[Data listing]
============================================================

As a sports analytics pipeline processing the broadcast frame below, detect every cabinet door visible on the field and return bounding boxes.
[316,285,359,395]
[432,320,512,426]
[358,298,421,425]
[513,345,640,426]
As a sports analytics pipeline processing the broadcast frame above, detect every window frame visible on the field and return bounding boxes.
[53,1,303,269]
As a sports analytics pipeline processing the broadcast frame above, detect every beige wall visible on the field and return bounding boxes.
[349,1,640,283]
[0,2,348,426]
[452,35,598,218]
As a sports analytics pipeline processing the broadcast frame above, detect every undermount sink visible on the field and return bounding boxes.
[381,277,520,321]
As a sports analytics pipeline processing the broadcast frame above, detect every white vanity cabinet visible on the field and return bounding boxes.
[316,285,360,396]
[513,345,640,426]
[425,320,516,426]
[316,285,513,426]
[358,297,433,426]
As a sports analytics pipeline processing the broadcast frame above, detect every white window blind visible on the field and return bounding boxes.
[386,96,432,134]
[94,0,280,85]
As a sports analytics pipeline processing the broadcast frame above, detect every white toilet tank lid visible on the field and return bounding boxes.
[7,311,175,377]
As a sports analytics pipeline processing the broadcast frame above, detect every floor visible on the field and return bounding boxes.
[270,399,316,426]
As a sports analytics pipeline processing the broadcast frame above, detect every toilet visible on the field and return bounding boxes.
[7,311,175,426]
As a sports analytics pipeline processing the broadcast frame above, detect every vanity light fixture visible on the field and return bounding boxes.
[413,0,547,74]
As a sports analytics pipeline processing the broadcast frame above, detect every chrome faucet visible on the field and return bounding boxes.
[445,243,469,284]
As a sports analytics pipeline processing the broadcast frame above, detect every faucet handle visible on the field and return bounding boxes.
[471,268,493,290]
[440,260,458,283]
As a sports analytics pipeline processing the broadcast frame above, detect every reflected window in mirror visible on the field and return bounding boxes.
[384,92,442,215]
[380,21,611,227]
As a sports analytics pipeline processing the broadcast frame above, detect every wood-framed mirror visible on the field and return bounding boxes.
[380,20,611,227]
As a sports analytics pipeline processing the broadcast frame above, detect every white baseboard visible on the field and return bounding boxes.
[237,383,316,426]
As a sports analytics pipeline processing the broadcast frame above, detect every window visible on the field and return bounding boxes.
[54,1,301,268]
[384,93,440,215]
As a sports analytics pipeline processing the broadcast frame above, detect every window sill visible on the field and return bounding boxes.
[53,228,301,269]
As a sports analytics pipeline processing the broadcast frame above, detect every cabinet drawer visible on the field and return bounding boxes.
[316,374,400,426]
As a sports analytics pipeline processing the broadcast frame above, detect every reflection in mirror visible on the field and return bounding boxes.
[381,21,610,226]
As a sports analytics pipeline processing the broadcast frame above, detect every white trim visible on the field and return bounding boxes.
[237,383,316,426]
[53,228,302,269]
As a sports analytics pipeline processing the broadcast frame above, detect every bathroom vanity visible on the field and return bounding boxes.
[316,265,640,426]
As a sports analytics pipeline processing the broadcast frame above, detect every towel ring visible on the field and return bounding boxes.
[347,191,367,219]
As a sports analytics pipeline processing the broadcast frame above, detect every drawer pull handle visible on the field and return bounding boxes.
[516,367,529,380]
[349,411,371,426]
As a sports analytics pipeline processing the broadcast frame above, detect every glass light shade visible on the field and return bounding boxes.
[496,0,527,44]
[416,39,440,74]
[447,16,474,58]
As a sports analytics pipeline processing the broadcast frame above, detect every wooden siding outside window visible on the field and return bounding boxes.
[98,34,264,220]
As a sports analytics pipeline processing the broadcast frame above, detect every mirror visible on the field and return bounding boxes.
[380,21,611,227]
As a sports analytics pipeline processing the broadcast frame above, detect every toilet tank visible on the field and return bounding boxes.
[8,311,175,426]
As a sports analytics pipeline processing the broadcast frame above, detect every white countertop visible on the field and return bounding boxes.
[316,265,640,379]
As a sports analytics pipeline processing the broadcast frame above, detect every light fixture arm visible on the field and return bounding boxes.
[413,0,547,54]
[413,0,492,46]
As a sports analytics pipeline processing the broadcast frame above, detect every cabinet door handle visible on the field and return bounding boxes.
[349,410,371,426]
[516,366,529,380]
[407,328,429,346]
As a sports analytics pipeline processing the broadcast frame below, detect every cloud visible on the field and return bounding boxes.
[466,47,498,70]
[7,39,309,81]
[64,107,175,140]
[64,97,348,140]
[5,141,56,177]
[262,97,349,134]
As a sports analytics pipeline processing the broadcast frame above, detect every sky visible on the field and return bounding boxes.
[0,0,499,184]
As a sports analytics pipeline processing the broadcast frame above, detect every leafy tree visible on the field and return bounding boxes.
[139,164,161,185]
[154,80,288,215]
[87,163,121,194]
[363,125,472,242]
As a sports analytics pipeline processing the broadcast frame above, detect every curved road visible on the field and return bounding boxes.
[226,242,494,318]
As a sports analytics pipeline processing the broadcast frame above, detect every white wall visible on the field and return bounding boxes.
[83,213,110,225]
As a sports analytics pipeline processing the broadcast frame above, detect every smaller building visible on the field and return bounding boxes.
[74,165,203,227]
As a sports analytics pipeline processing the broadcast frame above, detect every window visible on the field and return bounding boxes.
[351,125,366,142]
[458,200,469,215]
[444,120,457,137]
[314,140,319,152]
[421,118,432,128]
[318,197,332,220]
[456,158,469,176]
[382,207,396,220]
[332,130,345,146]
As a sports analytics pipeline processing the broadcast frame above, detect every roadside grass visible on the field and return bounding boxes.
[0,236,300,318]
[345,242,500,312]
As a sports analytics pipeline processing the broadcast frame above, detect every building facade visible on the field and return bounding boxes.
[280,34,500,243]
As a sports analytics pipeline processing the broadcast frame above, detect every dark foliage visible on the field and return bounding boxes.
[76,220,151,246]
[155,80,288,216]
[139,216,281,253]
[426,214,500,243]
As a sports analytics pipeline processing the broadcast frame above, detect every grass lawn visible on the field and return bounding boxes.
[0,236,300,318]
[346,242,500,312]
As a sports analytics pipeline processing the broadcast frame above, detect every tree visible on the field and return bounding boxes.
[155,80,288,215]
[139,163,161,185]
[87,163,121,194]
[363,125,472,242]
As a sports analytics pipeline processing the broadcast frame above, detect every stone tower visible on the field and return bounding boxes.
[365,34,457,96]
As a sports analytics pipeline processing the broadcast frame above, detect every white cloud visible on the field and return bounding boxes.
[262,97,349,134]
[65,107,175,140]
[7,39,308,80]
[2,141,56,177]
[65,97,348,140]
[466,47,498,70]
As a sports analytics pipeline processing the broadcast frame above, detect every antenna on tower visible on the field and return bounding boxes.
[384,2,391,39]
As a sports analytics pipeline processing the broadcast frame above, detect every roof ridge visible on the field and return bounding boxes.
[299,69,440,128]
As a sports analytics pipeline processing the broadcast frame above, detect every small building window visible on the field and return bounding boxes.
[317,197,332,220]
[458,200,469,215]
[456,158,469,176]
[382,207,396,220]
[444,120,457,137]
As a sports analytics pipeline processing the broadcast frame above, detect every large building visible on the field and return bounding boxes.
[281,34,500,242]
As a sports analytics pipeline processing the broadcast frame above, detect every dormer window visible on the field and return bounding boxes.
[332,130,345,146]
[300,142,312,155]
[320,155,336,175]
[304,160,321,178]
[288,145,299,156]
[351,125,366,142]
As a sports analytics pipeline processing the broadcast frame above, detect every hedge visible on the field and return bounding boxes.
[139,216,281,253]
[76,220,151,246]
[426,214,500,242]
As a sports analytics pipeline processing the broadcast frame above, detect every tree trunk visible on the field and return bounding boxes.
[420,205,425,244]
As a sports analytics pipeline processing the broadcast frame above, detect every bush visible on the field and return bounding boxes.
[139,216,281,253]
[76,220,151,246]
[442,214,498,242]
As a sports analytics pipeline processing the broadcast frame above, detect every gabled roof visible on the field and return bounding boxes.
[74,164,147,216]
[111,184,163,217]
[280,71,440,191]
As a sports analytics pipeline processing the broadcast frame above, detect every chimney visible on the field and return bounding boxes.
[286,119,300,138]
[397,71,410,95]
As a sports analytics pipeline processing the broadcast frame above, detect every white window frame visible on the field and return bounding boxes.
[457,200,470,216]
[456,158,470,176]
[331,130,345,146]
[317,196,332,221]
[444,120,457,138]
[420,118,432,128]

============================================================

* **GIVEN INSTRUCTION**: How many lines of the records above contain the string "fixture"? Reply with the number alone.

* **FULL RESPONSE**: 2